• **Your objective**: Copy every line below character for character, omitting the pictures.
+ + + + +
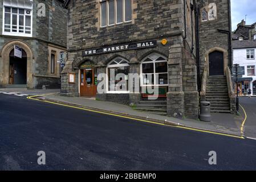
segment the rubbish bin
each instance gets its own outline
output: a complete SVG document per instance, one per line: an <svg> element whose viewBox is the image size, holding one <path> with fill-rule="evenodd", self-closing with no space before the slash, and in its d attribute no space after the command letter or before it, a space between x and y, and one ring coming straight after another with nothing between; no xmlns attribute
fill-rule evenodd
<svg viewBox="0 0 256 182"><path fill-rule="evenodd" d="M210 122L212 121L210 115L210 103L209 102L201 102L200 120Z"/></svg>

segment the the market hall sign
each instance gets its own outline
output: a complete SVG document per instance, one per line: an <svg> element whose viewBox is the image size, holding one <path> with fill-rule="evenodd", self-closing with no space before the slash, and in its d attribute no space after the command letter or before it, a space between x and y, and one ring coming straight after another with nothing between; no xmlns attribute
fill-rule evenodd
<svg viewBox="0 0 256 182"><path fill-rule="evenodd" d="M142 49L149 47L156 47L156 40L139 42L135 43L123 44L117 46L108 46L96 49L87 49L83 51L83 56L132 49Z"/></svg>

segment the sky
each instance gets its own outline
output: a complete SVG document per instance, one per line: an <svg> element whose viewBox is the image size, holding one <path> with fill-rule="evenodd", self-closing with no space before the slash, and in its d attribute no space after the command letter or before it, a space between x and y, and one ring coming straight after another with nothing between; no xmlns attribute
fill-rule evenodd
<svg viewBox="0 0 256 182"><path fill-rule="evenodd" d="M242 19L245 20L246 24L256 22L256 1L255 0L231 0L232 30L237 28L237 25Z"/></svg>

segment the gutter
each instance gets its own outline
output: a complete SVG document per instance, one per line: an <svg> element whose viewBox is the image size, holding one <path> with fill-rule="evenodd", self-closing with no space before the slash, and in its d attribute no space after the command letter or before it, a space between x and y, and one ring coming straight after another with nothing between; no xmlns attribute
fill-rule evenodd
<svg viewBox="0 0 256 182"><path fill-rule="evenodd" d="M201 82L200 79L200 52L199 49L199 6L197 5L196 0L194 1L194 15L196 18L196 63L197 63L197 85L198 90L201 92Z"/></svg>

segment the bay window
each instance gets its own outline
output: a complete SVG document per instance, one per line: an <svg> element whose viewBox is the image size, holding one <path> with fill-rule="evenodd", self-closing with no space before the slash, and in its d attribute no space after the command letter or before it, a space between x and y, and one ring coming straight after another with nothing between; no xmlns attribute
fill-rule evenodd
<svg viewBox="0 0 256 182"><path fill-rule="evenodd" d="M101 26L105 27L132 20L132 0L101 0Z"/></svg>
<svg viewBox="0 0 256 182"><path fill-rule="evenodd" d="M128 61L117 57L108 64L107 69L108 92L128 92Z"/></svg>
<svg viewBox="0 0 256 182"><path fill-rule="evenodd" d="M32 5L25 5L22 1L15 3L13 1L3 2L3 34L32 36Z"/></svg>
<svg viewBox="0 0 256 182"><path fill-rule="evenodd" d="M154 53L143 61L141 66L142 86L168 86L168 71L166 59Z"/></svg>
<svg viewBox="0 0 256 182"><path fill-rule="evenodd" d="M255 57L254 49L247 49L246 57L247 59L254 59Z"/></svg>

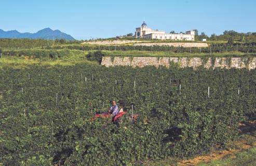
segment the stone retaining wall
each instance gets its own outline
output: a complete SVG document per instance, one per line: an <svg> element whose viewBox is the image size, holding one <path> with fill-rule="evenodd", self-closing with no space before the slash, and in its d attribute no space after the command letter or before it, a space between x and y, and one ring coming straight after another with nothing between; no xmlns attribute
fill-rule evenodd
<svg viewBox="0 0 256 166"><path fill-rule="evenodd" d="M171 62L178 63L181 67L197 67L203 65L205 67L213 68L216 67L230 68L246 67L249 70L256 68L256 57L244 58L167 58L167 57L118 57L112 59L110 57L104 57L101 65L107 67L115 66L132 66L144 67L153 65L169 66ZM214 64L213 64L214 63Z"/></svg>
<svg viewBox="0 0 256 166"><path fill-rule="evenodd" d="M168 46L174 47L207 47L208 45L205 43L136 43L134 46Z"/></svg>

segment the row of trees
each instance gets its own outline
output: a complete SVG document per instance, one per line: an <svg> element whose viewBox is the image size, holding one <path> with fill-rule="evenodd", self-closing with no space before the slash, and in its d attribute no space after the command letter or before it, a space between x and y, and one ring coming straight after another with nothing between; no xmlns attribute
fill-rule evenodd
<svg viewBox="0 0 256 166"><path fill-rule="evenodd" d="M199 41L200 39L206 38L210 41L227 41L232 39L234 42L244 43L256 43L256 32L238 33L234 30L225 31L223 34L217 35L213 33L208 36L204 32L198 34L197 30L195 31L195 40Z"/></svg>

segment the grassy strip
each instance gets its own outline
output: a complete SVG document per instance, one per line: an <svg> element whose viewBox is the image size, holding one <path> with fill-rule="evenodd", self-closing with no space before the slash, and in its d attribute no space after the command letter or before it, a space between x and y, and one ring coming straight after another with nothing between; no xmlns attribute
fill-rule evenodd
<svg viewBox="0 0 256 166"><path fill-rule="evenodd" d="M25 68L33 65L51 67L56 65L75 65L76 64L79 63L85 63L90 65L98 65L96 62L88 61L84 53L71 52L69 56L52 59L49 57L35 58L24 56L4 56L0 59L0 68L9 67L15 68Z"/></svg>

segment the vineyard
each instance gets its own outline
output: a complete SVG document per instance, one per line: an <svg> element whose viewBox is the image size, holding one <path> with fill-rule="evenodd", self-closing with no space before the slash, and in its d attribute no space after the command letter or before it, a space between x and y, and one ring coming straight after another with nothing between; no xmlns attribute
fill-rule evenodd
<svg viewBox="0 0 256 166"><path fill-rule="evenodd" d="M243 53L255 53L256 47L254 44L234 44L228 45L223 44L212 44L207 47L184 47L173 46L132 46L132 45L62 45L58 46L33 47L2 47L3 51L10 50L15 52L20 50L34 49L44 50L79 50L83 51L103 50L103 51L165 51L170 53L221 53L228 52L239 52Z"/></svg>
<svg viewBox="0 0 256 166"><path fill-rule="evenodd" d="M223 148L255 98L256 70L0 68L0 165L139 165ZM136 121L91 121L113 100Z"/></svg>

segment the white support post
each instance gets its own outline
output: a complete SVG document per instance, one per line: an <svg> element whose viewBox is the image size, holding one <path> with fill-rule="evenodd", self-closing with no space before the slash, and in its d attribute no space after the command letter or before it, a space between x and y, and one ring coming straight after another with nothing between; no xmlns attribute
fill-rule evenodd
<svg viewBox="0 0 256 166"><path fill-rule="evenodd" d="M56 93L56 103L58 103L58 93Z"/></svg>
<svg viewBox="0 0 256 166"><path fill-rule="evenodd" d="M210 87L208 87L208 98L210 96Z"/></svg>
<svg viewBox="0 0 256 166"><path fill-rule="evenodd" d="M133 121L133 105L131 105L131 122Z"/></svg>
<svg viewBox="0 0 256 166"><path fill-rule="evenodd" d="M180 84L180 95L181 94L181 84Z"/></svg>

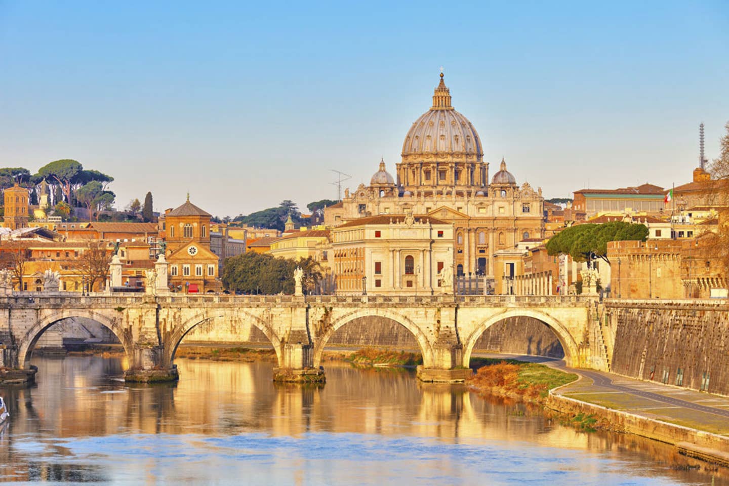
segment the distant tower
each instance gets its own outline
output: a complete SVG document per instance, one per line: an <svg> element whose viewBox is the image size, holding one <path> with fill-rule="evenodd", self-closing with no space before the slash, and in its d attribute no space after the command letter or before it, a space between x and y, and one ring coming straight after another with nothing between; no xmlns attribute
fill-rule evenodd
+ + + + +
• **Response**:
segment the rubbish bin
each instance gets its own outline
output: a complete SVG document per instance, one per line: an <svg> element whose viewBox is the image size, holding one <path> with fill-rule="evenodd", self-closing with no space before the slash, and in its d attribute no space after the command letter or before it, a space between x and y, and one ring coming straight after another with nothing between; no xmlns attribute
fill-rule evenodd
<svg viewBox="0 0 256 182"><path fill-rule="evenodd" d="M210 122L212 121L210 115L210 103L209 102L201 102L200 120Z"/></svg>

segment the the market hall sign
each instance gets its own outline
output: a complete SVG document per instance, one per line: an <svg> element whose viewBox is the image size, holding one <path> with fill-rule="evenodd", self-closing with no space before the slash, and in its d attribute no space after the command letter or before it, a space between x and y, and one ring coming straight after another with nothing between; no xmlns attribute
fill-rule evenodd
<svg viewBox="0 0 256 182"><path fill-rule="evenodd" d="M142 49L149 47L156 47L156 40L139 42L135 43L123 44L117 46L108 46L96 49L87 49L83 51L83 56L132 49Z"/></svg>

segment the sky
each instance gets its own outline
output: a complete SVG document per instance, one per line: an <svg> element whose viewBox is the image size, holding one <path> with fill-rule="evenodd", self-closing with no space before the slash, and in its d attribute no space after the command letter or before it, a space between x and y, and one ring coming straight after another with nothing between; no xmlns attribute
fill-rule evenodd
<svg viewBox="0 0 256 182"><path fill-rule="evenodd" d="M242 19L245 20L246 24L256 22L256 1L255 0L231 0L232 30L237 28L237 25Z"/></svg>

segment the gutter
each instance gets its own outline
output: a complete SVG document per instance, one per line: an <svg> element whose viewBox is the image size, holding one <path> with fill-rule="evenodd", self-closing with no space before the slash, and in its d attribute no space after the command letter or before it, a space between x and y, and one ring coming straight after another with nothing between; no xmlns attribute
fill-rule evenodd
<svg viewBox="0 0 256 182"><path fill-rule="evenodd" d="M201 82L200 79L200 52L199 49L199 6L197 5L196 0L194 1L194 15L196 18L196 63L197 63L197 85L198 90L201 92Z"/></svg>

segment the bay window
each instance gets its own outline
output: a complete SVG document per instance, one per line: an <svg> element whose viewBox is the image size, holding one <path> with fill-rule="evenodd", self-closing with no space before the slash, and in its d attribute no space after the command letter or before it, a space between x and y, and one ring coming straight after another with nothing between; no xmlns attribute
fill-rule evenodd
<svg viewBox="0 0 256 182"><path fill-rule="evenodd" d="M101 26L105 27L132 20L132 0L101 0Z"/></svg>
<svg viewBox="0 0 256 182"><path fill-rule="evenodd" d="M128 61L117 57L108 64L107 69L108 92L128 92Z"/></svg>
<svg viewBox="0 0 256 182"><path fill-rule="evenodd" d="M32 5L25 5L22 1L15 3L13 1L3 2L3 34L32 36Z"/></svg>
<svg viewBox="0 0 256 182"><path fill-rule="evenodd" d="M154 53L143 61L141 66L142 86L168 86L168 71L166 59Z"/></svg>
<svg viewBox="0 0 256 182"><path fill-rule="evenodd" d="M255 57L254 49L247 49L246 57L247 59L254 59Z"/></svg>

segment the stone retaining wall
each instance gets its own outline
output: a complete SVG document per instance, one per line: an <svg> element whose viewBox is the image size, holding one <path> with fill-rule="evenodd", self-closing with no space before the slash, and in its d attribute no space after the command letter or before it, a space between x and y, and one ring coming straight after another with nothing between; no xmlns attribute
fill-rule evenodd
<svg viewBox="0 0 256 166"><path fill-rule="evenodd" d="M171 62L178 63L181 67L197 67L203 65L205 67L213 68L216 67L230 68L246 67L249 70L256 68L256 57L244 58L167 58L167 57L118 57L112 59L110 57L104 57L101 65L107 67L115 66L132 66L144 67L153 65L169 66ZM214 64L213 64L214 63Z"/></svg>
<svg viewBox="0 0 256 166"><path fill-rule="evenodd" d="M168 46L174 47L207 47L208 45L205 43L136 43L134 46Z"/></svg>

segment the row of trees
each instance gets its own outline
output: a complete SVG document per instance, one per line: an <svg> element whose viewBox is the image size, holding one <path> with fill-rule="evenodd", self-closing with no space before the slash, and in its d attribute no space after the command letter or before it, a space between x and y, and one ring coming straight after another with nothing between; no xmlns attribute
fill-rule evenodd
<svg viewBox="0 0 256 166"><path fill-rule="evenodd" d="M199 41L200 39L206 38L210 41L227 41L232 39L234 42L244 43L256 43L256 32L238 33L234 30L225 31L223 34L217 35L213 33L208 36L204 32L198 34L197 30L195 31L195 40Z"/></svg>

segment the grassy strip
each instance gets its own outline
output: a complete SVG document per instance, one per line: an <svg> element whose viewBox is the image size, holding one <path> with fill-rule="evenodd", self-closing with no space before the slash, and in its d attribute no space after the command letter or before it, a space between x and y, and one ring coming straight after another with nothing between; no xmlns attribute
fill-rule evenodd
<svg viewBox="0 0 256 166"><path fill-rule="evenodd" d="M25 68L33 65L51 67L56 65L75 65L76 64L79 63L85 63L90 65L98 65L96 62L88 61L84 53L71 52L69 56L52 59L49 57L35 58L24 56L4 56L0 59L0 68L9 67L15 68Z"/></svg>

segment the vineyard
each instance gets its own outline
output: a complete SVG document per instance, one per line: an <svg> element whose viewBox is the image size, holding one <path> with fill-rule="evenodd", self-closing with no space before the slash, and in its d attribute no space after the command letter or before it, a space between x and y, and one ring coming straight after another with nothing between; no xmlns attribute
fill-rule evenodd
<svg viewBox="0 0 256 166"><path fill-rule="evenodd" d="M243 53L255 53L256 47L254 44L234 44L228 45L223 44L212 44L207 47L184 47L173 46L132 46L132 45L62 45L58 46L33 47L2 47L3 51L10 50L15 52L20 50L34 49L44 50L79 50L83 51L103 50L103 51L165 51L170 53L221 53L228 52L239 52Z"/></svg>
<svg viewBox="0 0 256 166"><path fill-rule="evenodd" d="M223 148L255 98L256 70L0 68L0 165L139 165ZM136 121L91 121L113 100Z"/></svg>

segment the white support post
each instance gets its own outline
output: a complete SVG document per instance, one per line: an <svg> element whose viewBox is the image size, holding one <path> with fill-rule="evenodd", self-closing with no space before the slash, and in its d attribute no space after the command letter or before it, a space between x and y, and one ring coming straight after another with nothing between; no xmlns attribute
fill-rule evenodd
<svg viewBox="0 0 256 166"><path fill-rule="evenodd" d="M56 93L56 103L58 103L58 93Z"/></svg>
<svg viewBox="0 0 256 166"><path fill-rule="evenodd" d="M210 87L208 87L208 98L210 96Z"/></svg>
<svg viewBox="0 0 256 166"><path fill-rule="evenodd" d="M133 121L133 105L131 105L131 122Z"/></svg>
<svg viewBox="0 0 256 166"><path fill-rule="evenodd" d="M180 84L180 95L181 94L181 84Z"/></svg>

segment the distant tower
each instance gets its own outline
output: a complete SVG document per instance, one per line: an <svg> element whose viewBox is the image size, holding one <path> with fill-rule="evenodd", self-closing with no space before the slash, and in its d attribute no space after the command letter or before it, a space between x and y, and one ring coming straight after another with nothing between; no xmlns attribute
fill-rule evenodd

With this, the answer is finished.